TASK GOAL:
From the records that follow, give the number of lines that include the word "below", with no further words.

Saved data entries:
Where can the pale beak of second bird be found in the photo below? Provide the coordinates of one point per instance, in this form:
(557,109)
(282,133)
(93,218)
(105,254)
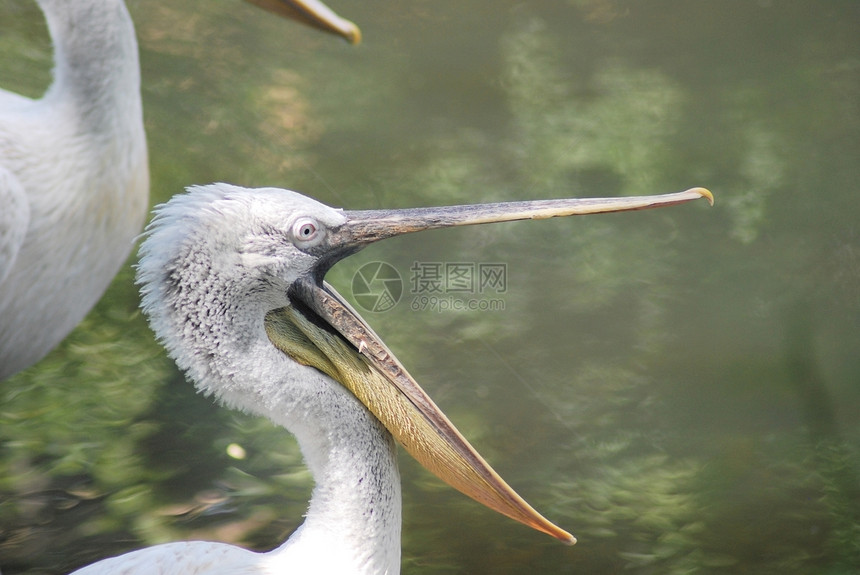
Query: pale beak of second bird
(313,13)
(322,330)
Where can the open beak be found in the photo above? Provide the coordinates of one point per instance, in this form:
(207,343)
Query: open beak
(313,13)
(322,330)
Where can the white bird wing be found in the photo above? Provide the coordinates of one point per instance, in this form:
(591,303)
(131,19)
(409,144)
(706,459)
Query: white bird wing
(14,219)
(183,558)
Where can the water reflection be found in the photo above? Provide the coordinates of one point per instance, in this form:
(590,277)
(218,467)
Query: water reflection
(676,387)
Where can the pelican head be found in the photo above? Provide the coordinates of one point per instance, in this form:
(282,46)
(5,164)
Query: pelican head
(233,283)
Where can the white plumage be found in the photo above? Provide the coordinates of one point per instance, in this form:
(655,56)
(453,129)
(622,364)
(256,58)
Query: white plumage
(74,180)
(232,282)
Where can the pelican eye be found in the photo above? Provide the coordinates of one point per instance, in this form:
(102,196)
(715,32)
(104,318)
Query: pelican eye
(306,231)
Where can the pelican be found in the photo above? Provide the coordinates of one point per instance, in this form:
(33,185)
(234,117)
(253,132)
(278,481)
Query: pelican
(74,177)
(232,283)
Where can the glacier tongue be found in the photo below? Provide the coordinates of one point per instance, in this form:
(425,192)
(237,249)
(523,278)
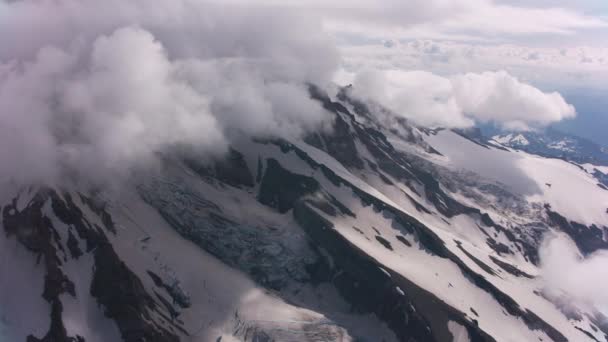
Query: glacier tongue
(367,233)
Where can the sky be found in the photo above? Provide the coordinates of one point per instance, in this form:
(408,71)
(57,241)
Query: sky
(90,88)
(555,46)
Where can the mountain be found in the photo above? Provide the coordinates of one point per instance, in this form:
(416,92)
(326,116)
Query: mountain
(376,230)
(555,144)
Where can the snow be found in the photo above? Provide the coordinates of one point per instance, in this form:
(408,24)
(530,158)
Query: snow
(569,190)
(518,139)
(458,331)
(562,145)
(590,168)
(82,315)
(23,311)
(218,293)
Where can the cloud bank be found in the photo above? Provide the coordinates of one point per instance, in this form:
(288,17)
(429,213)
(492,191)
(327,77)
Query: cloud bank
(92,88)
(569,275)
(461,100)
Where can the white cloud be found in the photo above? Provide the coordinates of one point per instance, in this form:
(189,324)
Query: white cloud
(460,100)
(94,88)
(569,276)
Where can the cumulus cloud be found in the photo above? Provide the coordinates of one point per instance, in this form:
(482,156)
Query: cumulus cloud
(461,100)
(94,88)
(570,276)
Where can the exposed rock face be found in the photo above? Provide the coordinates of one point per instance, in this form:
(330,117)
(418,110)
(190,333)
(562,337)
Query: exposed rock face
(362,238)
(115,287)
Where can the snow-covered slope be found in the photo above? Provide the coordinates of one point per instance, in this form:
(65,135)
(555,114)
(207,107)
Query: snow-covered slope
(370,232)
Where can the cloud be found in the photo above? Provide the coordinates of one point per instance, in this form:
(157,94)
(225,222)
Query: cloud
(567,274)
(461,100)
(95,88)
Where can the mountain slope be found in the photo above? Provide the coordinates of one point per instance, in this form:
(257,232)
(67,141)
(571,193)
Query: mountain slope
(376,230)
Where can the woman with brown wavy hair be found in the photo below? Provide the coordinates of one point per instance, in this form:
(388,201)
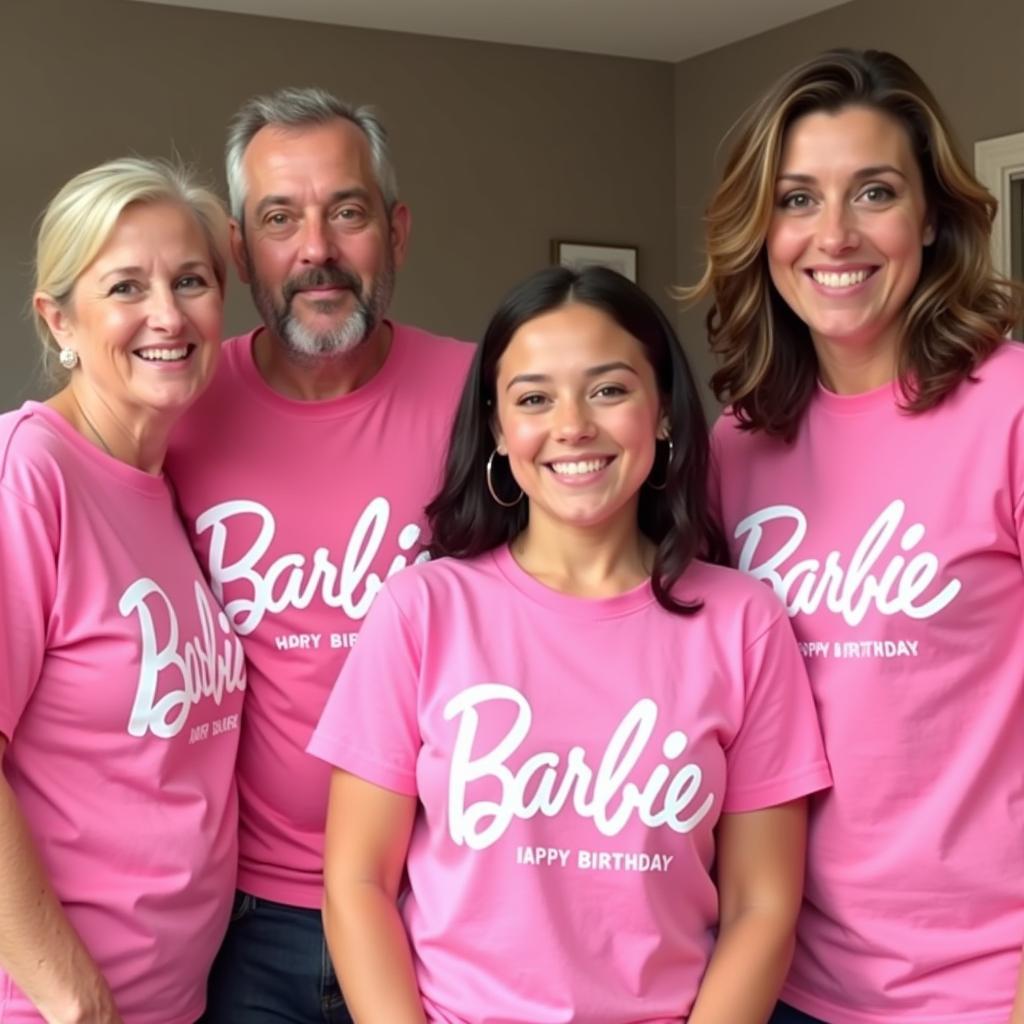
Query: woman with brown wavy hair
(870,469)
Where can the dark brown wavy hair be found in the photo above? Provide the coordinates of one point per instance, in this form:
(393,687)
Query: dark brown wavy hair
(466,521)
(960,308)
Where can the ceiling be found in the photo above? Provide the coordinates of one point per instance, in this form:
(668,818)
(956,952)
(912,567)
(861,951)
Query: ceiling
(655,30)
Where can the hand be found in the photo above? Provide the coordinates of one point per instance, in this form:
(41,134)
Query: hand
(93,1007)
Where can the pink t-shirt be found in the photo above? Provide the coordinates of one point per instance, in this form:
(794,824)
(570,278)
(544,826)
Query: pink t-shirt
(121,688)
(571,758)
(298,510)
(895,543)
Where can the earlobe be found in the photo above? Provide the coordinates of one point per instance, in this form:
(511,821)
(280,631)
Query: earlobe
(400,227)
(55,315)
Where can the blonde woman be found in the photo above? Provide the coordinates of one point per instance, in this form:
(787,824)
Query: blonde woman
(870,469)
(120,682)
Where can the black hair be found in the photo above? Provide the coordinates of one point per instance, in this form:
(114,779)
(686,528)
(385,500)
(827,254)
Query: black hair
(466,521)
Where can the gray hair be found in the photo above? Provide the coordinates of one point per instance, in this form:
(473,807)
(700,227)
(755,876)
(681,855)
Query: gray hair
(295,108)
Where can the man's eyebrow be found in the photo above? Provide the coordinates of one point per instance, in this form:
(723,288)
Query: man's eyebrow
(287,201)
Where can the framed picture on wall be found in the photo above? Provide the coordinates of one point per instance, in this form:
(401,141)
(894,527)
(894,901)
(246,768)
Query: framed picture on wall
(581,254)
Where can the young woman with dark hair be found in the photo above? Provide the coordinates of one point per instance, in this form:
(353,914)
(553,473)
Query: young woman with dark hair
(554,732)
(870,468)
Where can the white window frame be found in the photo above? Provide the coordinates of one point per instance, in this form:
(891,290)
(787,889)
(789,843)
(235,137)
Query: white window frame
(997,162)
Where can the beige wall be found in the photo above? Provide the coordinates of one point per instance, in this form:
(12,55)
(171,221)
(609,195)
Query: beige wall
(971,54)
(499,148)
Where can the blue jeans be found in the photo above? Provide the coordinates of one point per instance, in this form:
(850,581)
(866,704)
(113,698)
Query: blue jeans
(273,967)
(786,1015)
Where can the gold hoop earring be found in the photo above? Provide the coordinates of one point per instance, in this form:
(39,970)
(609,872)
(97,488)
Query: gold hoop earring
(668,469)
(491,484)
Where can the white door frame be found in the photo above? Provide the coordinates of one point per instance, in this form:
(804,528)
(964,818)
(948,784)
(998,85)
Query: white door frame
(997,162)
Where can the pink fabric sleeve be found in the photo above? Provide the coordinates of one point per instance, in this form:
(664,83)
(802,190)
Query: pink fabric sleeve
(777,755)
(370,724)
(28,584)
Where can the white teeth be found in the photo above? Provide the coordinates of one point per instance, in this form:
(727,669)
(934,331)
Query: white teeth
(163,354)
(845,280)
(578,468)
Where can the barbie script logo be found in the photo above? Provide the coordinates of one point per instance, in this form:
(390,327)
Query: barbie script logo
(605,794)
(902,585)
(294,580)
(206,667)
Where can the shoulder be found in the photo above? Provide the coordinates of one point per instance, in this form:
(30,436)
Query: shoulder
(729,437)
(442,586)
(992,392)
(1005,368)
(33,454)
(434,350)
(235,354)
(732,601)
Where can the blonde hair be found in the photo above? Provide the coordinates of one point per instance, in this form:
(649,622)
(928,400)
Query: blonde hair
(960,308)
(81,217)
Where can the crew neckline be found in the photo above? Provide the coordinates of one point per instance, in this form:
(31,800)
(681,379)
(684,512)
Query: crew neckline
(888,394)
(570,604)
(153,484)
(382,382)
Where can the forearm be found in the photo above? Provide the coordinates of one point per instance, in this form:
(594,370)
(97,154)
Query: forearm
(1017,1016)
(38,946)
(747,970)
(372,955)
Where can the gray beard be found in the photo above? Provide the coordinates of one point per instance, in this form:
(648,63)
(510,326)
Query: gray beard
(306,345)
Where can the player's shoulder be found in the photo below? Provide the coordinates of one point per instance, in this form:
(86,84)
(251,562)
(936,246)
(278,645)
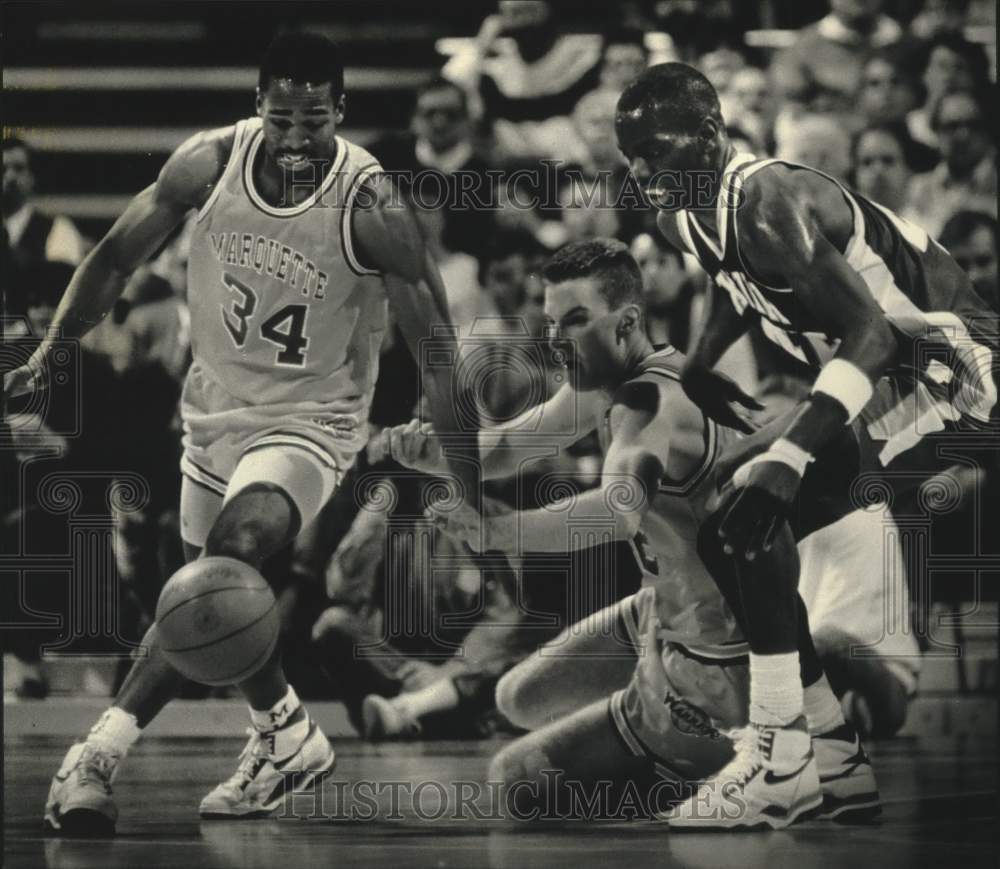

SOLUTION:
4